Dataset items about object locations:
--------
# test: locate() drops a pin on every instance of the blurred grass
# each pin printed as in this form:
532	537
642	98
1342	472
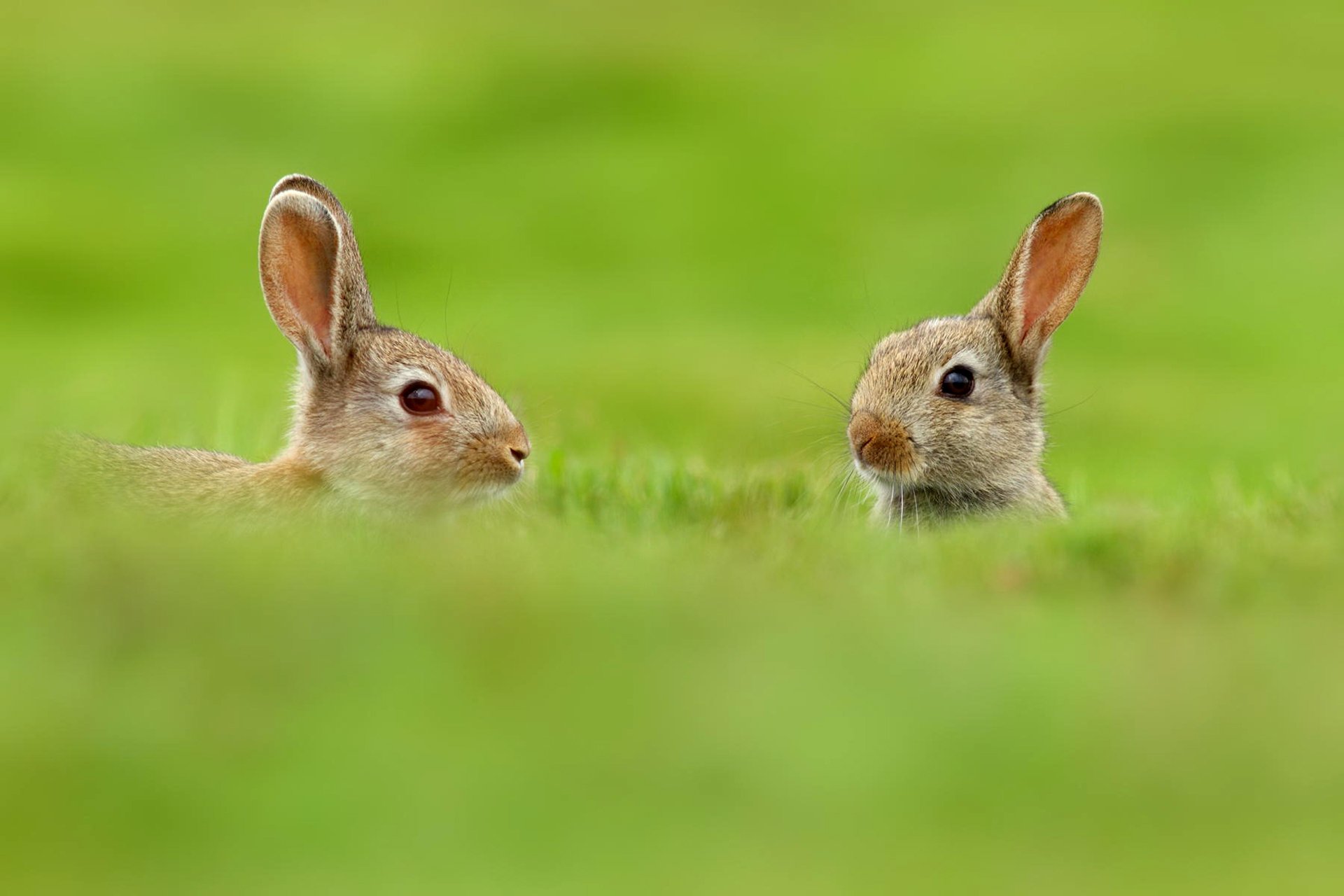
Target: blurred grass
--------
* [Challenge]
Write out every line of the items above word for word, leaving out the pictures.

* [Answer to this task]
# test: locate() drops a pin on every instance of the blurred grass
# each pin printed as in this form:
532	537
642	98
1342	472
Target: blurred grass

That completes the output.